***** EINGABEMATERIAL

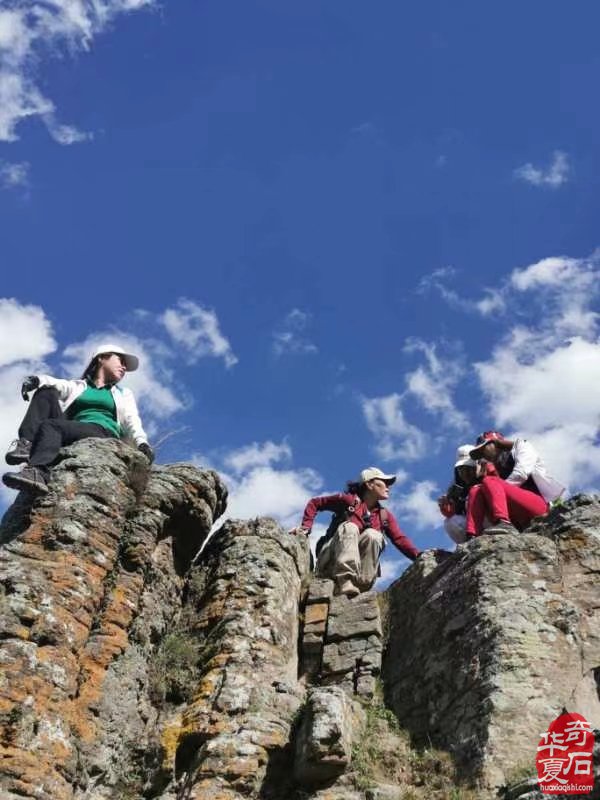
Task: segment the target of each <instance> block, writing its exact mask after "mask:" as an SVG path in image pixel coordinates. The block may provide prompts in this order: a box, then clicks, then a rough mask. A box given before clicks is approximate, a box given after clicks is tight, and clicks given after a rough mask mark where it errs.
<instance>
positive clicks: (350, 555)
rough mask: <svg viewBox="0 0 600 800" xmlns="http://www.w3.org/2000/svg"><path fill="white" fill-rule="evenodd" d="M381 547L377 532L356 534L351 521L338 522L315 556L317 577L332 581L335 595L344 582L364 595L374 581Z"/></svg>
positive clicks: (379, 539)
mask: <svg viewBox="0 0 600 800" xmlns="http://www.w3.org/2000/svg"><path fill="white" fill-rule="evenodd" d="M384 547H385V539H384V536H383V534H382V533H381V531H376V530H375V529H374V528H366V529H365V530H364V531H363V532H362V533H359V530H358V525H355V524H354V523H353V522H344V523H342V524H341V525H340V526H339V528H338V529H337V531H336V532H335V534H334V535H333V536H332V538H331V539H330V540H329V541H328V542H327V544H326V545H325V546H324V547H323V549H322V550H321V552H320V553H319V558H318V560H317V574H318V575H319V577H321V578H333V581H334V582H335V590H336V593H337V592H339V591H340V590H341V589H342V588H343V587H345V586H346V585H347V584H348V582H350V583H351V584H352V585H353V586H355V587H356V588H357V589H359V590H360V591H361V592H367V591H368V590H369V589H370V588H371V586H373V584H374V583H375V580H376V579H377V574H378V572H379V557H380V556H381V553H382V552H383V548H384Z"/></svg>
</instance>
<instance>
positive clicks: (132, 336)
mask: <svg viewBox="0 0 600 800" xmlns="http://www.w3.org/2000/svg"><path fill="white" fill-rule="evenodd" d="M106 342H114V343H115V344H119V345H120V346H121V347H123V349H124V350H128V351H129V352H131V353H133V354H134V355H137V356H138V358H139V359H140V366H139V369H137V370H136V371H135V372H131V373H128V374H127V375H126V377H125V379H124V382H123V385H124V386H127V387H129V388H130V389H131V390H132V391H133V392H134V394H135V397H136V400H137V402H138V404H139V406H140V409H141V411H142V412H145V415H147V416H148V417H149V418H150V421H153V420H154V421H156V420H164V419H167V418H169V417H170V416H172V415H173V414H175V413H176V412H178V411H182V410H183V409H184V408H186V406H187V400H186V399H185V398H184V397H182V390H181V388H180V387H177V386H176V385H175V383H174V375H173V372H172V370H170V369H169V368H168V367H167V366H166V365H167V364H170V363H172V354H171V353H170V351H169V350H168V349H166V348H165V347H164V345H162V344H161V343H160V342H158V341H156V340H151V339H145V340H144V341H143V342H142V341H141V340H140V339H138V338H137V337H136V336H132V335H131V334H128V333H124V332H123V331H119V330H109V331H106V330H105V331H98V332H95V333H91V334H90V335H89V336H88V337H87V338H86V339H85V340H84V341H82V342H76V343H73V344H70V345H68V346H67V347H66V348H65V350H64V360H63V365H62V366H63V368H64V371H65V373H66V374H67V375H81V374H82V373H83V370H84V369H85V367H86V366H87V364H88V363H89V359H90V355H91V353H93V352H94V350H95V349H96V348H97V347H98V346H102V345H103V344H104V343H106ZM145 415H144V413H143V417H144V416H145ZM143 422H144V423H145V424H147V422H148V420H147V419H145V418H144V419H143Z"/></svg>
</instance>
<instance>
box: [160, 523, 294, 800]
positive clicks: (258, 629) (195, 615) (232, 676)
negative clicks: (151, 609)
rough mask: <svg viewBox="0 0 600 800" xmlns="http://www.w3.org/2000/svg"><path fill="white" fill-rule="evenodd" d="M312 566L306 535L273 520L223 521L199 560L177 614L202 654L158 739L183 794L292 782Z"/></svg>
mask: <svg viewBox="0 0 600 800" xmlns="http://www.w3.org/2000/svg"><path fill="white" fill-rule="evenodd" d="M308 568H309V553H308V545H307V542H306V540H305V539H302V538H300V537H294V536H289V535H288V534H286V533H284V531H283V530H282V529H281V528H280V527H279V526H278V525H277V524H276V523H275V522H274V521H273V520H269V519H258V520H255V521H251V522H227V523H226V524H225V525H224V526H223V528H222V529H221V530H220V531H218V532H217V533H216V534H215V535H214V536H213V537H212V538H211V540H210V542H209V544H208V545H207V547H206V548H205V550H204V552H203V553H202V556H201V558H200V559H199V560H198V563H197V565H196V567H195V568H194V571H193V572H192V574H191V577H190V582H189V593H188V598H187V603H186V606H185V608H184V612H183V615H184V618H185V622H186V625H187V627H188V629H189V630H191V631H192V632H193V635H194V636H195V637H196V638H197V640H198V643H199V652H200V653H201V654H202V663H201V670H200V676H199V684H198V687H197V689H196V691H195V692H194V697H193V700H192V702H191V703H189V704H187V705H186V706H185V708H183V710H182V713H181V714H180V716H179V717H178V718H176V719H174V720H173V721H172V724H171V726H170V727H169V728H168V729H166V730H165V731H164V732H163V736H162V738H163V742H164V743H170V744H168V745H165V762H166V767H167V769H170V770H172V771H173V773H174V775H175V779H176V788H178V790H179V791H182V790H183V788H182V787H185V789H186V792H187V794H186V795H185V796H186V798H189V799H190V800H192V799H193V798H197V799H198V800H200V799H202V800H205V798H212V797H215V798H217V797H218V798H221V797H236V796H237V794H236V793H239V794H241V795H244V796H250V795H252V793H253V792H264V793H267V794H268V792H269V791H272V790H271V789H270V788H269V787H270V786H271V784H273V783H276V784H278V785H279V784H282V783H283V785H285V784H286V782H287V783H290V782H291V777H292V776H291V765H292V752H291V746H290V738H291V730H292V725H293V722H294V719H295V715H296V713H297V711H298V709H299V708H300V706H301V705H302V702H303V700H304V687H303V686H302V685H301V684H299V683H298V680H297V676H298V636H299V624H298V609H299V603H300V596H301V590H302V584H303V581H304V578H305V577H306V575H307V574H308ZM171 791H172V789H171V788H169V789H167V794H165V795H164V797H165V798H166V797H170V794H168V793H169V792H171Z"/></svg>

**********
***** EINGABEMATERIAL

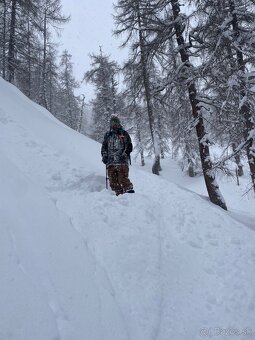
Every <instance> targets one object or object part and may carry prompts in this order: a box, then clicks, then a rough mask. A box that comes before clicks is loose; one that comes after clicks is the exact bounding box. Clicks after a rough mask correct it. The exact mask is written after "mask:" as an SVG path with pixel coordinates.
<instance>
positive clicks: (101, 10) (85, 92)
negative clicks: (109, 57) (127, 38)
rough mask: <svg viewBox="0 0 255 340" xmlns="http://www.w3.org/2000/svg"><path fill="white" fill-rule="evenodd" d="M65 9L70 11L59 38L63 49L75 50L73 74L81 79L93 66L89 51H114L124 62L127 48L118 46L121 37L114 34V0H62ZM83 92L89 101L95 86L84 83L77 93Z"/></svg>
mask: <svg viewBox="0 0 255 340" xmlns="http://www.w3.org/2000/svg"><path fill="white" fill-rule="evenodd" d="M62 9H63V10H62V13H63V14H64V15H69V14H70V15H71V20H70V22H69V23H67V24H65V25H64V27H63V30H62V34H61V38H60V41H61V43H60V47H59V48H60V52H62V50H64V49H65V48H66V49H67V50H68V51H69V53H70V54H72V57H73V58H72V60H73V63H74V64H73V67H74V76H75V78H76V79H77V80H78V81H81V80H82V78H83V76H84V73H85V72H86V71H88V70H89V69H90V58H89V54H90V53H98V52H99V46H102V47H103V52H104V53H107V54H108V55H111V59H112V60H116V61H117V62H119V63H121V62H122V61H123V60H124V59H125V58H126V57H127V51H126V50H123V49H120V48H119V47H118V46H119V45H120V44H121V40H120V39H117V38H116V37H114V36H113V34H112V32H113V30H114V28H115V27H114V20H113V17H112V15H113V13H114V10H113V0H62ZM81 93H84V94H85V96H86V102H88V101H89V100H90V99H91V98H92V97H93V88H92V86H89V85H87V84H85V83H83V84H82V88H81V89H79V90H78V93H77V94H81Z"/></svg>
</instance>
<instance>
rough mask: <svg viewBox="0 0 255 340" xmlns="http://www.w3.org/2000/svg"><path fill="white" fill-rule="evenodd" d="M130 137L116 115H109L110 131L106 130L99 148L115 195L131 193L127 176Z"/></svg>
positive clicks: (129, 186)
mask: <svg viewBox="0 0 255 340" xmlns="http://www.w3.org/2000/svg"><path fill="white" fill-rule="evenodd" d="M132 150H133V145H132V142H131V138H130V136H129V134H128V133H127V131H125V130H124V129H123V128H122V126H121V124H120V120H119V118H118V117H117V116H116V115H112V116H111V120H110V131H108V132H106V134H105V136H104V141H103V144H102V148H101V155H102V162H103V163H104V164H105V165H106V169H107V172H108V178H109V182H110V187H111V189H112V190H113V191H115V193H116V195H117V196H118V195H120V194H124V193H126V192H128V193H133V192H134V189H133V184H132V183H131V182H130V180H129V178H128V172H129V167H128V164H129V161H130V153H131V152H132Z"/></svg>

**********
***** EINGABEMATERIAL

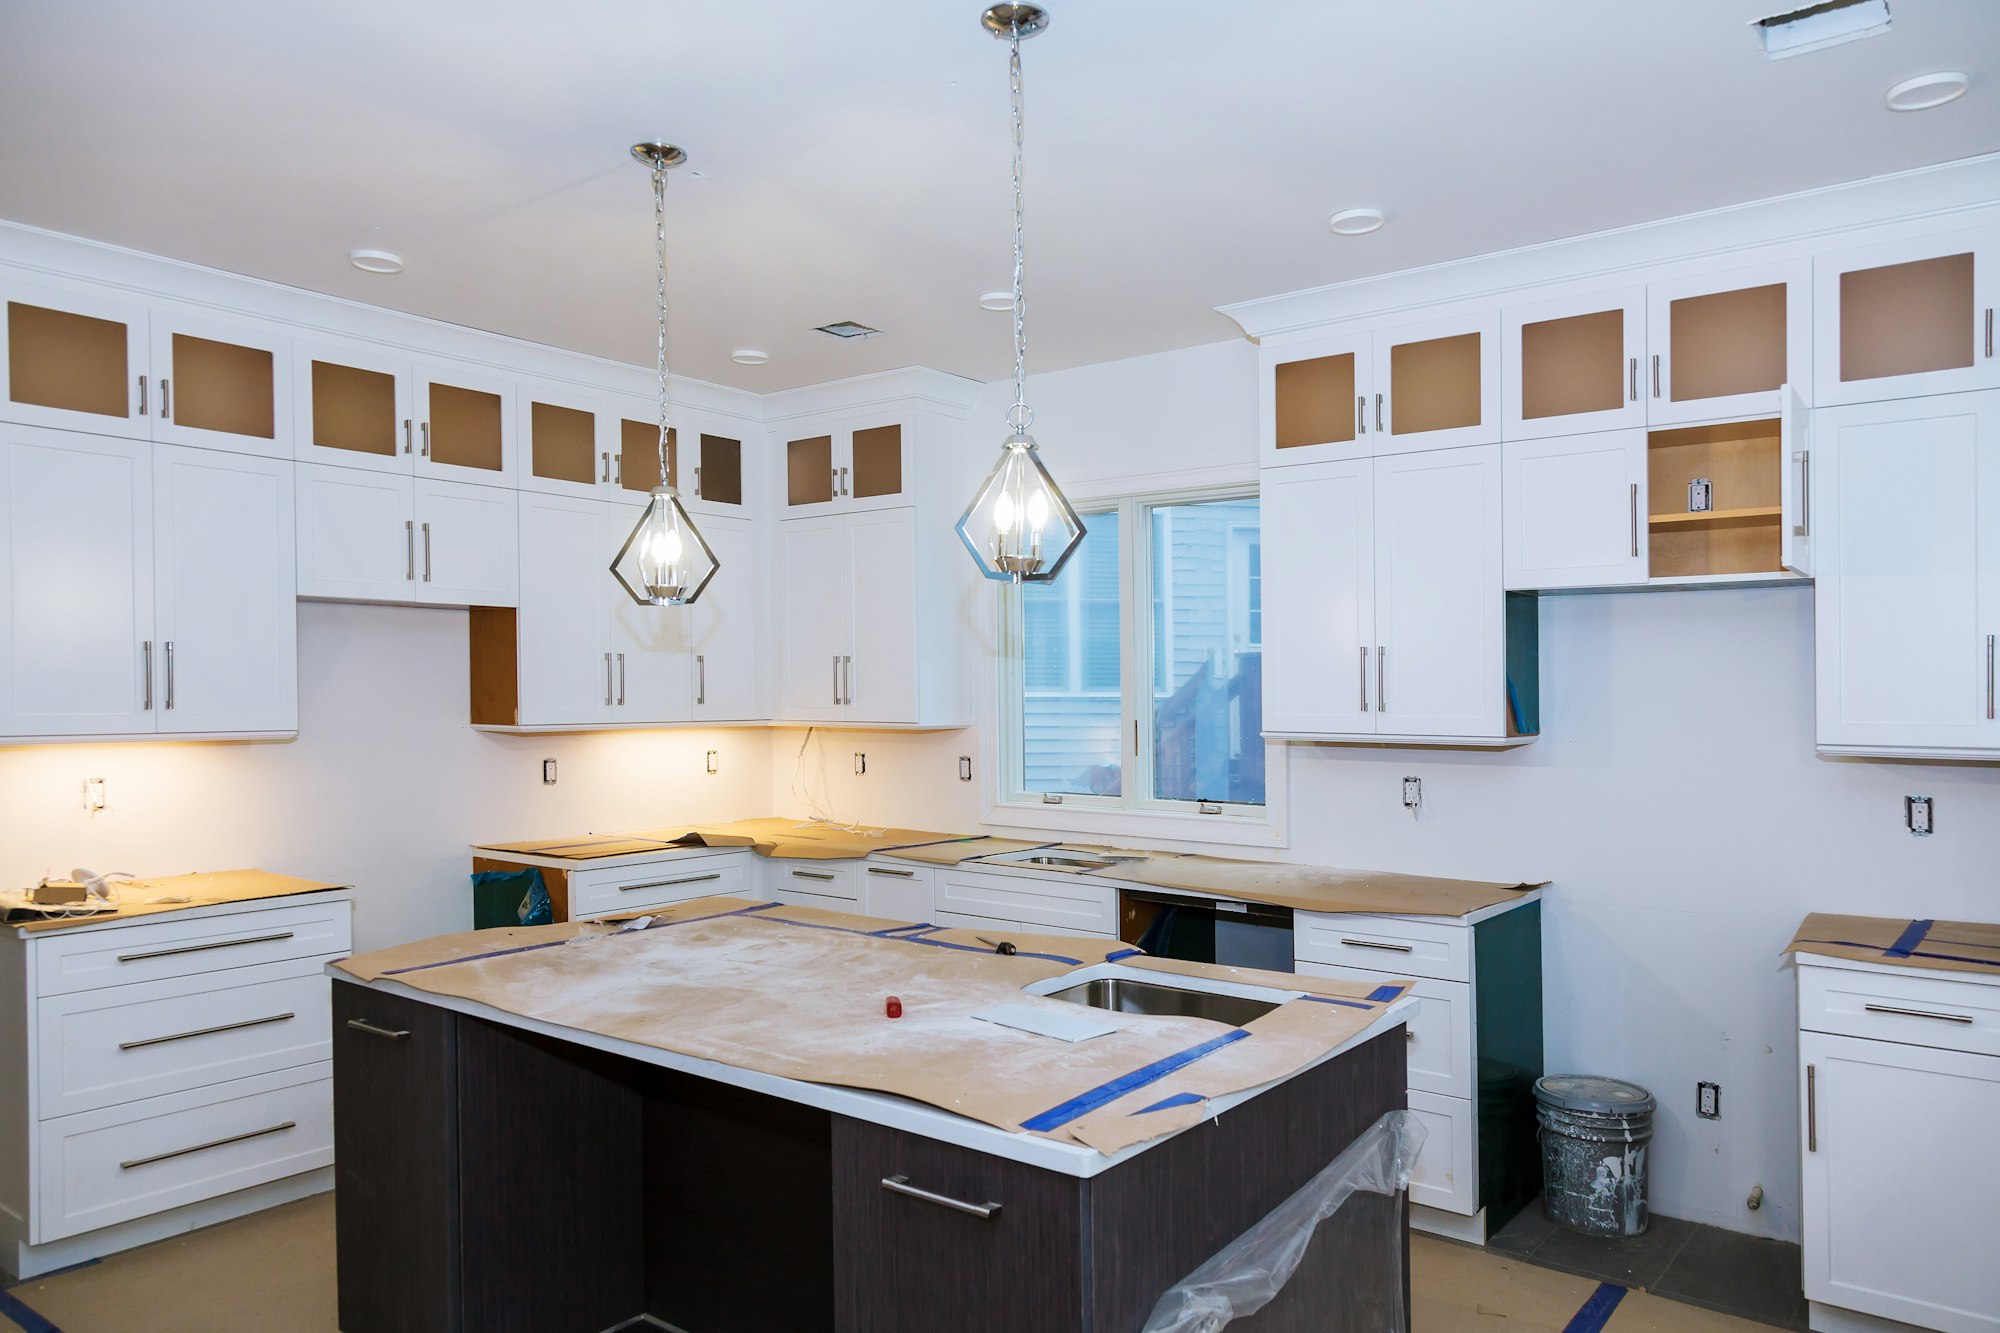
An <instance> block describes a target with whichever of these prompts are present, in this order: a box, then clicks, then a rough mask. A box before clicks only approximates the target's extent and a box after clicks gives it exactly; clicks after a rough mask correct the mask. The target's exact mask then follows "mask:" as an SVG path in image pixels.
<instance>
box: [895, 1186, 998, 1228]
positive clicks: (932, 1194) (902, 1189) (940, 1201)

**********

→ WAS ZU TUN IST:
Zeige bitte jede Zeile der Einträge, in der die Zeichenfolge „block“ vorkommt.

→ ERGEBNIS DER AUFGABE:
Task: segment the target of each <instance> block, writing its exact mask after "mask:" as an SVG path in image pixel coordinates. The block may provide prompts in this order: a box, then clicks, then a rough mask. A box given before clicks is approximate, a box given after clicks is tight, and clicks given after a rough mask mark where it errs.
An <instance> block describes a target with whichever of these prompts are present, in this order: a box, then clicks, then a rough mask. A box before clicks only approximates the target's extent and a box after clicks gives it exactly; clicks after a rough mask correct the mask. The target's exact mask then follows "mask:" as an SVG path in image pixels.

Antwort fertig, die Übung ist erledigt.